Reading passage —
****************************************
# Bid finishing a basement today.



## datafan (Aug 27, 2005)

Typical newer home, home owner has lived there a few years and is ready to finish the basement. Straight forward job, not too much junk in the way, the only thing a little different about this one is the floor (ceiling) joists are 12" on center. Because of this I plan to wire it and then cut old work cans in once the sheetrock is hung. I know prices vary around the country but am just curious what your electrical bid would be on this if you care to share. I am providing the cans, bulbs and white baffle trims but owner provides other lights. $2100 total including inspection fees.

Family room:
8 cans, 2 switches (3 way), 8 outlets, 3 tele/data, 1 cable, wiring of gas fire place.

Bedroom: (AF)
1 light opening, 1 switch, 5 outlets, 1 tele/data, 1 cable, 1 smokie.

Bedroom2: (AF)
1 light opening, 1 switch, 5 outlets, 1 tele/data, 1 cable, 1 smokie.

Utility room:
1 switch tied into existing light, move existing smokie to hallway.

Hallway:
1 light opening, 2 switches (3 way), 1 outlet.

Bathroom: (GFI) (Plumber to vent into air exchanger, no fan)
2 outlets, 1 vanity light opening, 1 switch. 

Storage area:
1 porcelin pull chain light.


----------



## mdshunk (Mar 13, 2005)

datafan said:


> ... the only thing a little different about this one is the floor (ceiling) joists are 12" on center. Because of this I plan to wire it and then cut old work cans in once the sheetrock is hung.


That's insane. Don't do it. You can still mount new work cans in this space with no problem. Depending on the brand, you need to either cut off the support bars so they slide in further, or install the cans sideways and bend the support bar ears so you can nail them on sideways. Using cut in cans when you don't have to is like asking for a spanking.
****************************************
Data supplied —
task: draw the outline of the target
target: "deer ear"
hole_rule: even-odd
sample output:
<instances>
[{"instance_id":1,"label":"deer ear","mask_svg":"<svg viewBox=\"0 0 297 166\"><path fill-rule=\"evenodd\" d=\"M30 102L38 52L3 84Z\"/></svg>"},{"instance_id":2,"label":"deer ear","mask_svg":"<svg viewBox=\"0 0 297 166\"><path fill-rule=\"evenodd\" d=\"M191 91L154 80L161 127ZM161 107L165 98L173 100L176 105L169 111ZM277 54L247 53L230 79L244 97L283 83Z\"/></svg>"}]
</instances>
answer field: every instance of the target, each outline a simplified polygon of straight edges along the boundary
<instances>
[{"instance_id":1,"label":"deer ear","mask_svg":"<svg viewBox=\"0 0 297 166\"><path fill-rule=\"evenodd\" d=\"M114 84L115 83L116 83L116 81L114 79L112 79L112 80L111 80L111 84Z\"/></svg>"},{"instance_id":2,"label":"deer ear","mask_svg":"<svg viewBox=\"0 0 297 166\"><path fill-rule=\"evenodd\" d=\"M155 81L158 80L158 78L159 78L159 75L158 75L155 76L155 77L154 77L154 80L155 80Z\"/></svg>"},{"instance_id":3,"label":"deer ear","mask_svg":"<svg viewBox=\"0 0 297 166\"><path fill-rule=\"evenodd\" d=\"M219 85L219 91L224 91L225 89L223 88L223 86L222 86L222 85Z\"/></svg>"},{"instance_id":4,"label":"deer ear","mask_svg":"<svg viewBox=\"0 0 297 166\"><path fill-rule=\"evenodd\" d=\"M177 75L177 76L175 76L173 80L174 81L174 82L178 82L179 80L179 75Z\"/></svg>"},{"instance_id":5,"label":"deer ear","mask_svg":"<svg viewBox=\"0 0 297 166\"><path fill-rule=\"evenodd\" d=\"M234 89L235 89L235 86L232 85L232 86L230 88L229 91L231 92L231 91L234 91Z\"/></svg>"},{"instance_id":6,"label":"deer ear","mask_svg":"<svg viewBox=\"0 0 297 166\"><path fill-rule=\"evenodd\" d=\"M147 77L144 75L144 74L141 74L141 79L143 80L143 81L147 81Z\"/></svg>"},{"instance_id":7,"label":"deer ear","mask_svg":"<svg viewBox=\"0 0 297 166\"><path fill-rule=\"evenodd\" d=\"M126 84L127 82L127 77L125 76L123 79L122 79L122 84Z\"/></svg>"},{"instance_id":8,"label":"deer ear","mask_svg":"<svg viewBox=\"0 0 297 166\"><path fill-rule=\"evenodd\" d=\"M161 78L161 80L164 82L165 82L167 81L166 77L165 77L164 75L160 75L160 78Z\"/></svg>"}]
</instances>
****************************************
Goal 1 — In the basement-finishing bid thread, what total price does datafan give for the job?
Goal 2 — Write what comes next in the basement-finishing bid thread, starting after its last sentence.

Task output 1 — $2100, including inspection fees.

Task output 2 —
My price would come in a shade over 3K. Might be a little higher if I can't find new smokes the same brand and model as the old ones and have to change them all (I assume they're interconnected).


----------



## datafan (Aug 27, 2005)

I have snipped the support bars to slide them together further when they wouldn't quite fit but never tried turning the whole can 90 degrees and bending the tabs. Great tip, Thanks.


----------



## 747 (Jan 21, 2005)

datafan said:


> I have snipped the support bars to slide them together further when they wouldn't quite fit but never tried turning the whole can 90 degrees and bending the tabs. Great tip, Thanks.


When i seen your post last night. i new md wouldn't do that job for 2100. He charges hundred just to ring a doorbell. :cheesygri


----------



## mdcorreia (May 21, 2006)

I got exactly 3k in my calculations (here in wpg ca.) can. funds.


----------



## fridaymean (Feb 17, 2006)

Atleast 3K, most likely a bit more.


----------



## CE1 (Dec 30, 2005)

I see $3,120. You also need to take into consideration the accelerating cost of materials. You might need to include a little extra for this, depending on when you do the job.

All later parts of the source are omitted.